What is being asked:
Count how many lines in the entries below contain the string "grass", matching case exactly. Reply with the number alone.

Rows from a pointing dataset:

==========

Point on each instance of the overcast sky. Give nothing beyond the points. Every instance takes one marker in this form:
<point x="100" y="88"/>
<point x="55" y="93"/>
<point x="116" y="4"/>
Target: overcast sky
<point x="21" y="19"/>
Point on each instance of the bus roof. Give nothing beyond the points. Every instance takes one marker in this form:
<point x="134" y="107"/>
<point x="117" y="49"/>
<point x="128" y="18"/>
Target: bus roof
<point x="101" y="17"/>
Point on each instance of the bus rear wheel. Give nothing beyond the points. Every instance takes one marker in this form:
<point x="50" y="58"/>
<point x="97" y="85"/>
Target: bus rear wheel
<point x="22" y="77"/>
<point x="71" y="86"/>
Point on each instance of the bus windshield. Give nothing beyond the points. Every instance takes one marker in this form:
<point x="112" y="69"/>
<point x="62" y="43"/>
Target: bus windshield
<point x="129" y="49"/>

==========

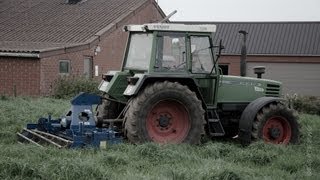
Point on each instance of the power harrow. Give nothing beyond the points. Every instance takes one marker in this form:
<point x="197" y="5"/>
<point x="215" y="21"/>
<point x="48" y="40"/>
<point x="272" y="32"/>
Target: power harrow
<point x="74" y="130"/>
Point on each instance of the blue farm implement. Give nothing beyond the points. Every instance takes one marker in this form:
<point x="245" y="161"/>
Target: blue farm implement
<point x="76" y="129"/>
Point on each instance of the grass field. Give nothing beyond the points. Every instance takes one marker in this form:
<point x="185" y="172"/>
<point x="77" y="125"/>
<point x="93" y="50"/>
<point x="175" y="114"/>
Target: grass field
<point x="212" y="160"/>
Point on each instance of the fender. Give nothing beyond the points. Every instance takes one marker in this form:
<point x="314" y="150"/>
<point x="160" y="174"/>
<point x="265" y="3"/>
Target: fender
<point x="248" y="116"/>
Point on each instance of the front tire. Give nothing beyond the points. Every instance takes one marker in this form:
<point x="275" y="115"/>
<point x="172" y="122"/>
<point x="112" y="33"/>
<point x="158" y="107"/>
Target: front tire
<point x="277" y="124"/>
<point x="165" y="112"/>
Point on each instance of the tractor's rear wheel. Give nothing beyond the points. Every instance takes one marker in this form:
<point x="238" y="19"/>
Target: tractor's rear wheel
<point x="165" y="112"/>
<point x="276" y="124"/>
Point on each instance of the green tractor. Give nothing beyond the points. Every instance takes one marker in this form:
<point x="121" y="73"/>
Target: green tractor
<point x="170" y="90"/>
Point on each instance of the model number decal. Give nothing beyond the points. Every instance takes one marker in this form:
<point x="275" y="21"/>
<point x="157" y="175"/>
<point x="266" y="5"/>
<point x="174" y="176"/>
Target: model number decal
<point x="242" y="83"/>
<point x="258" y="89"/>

==========

Full answer:
2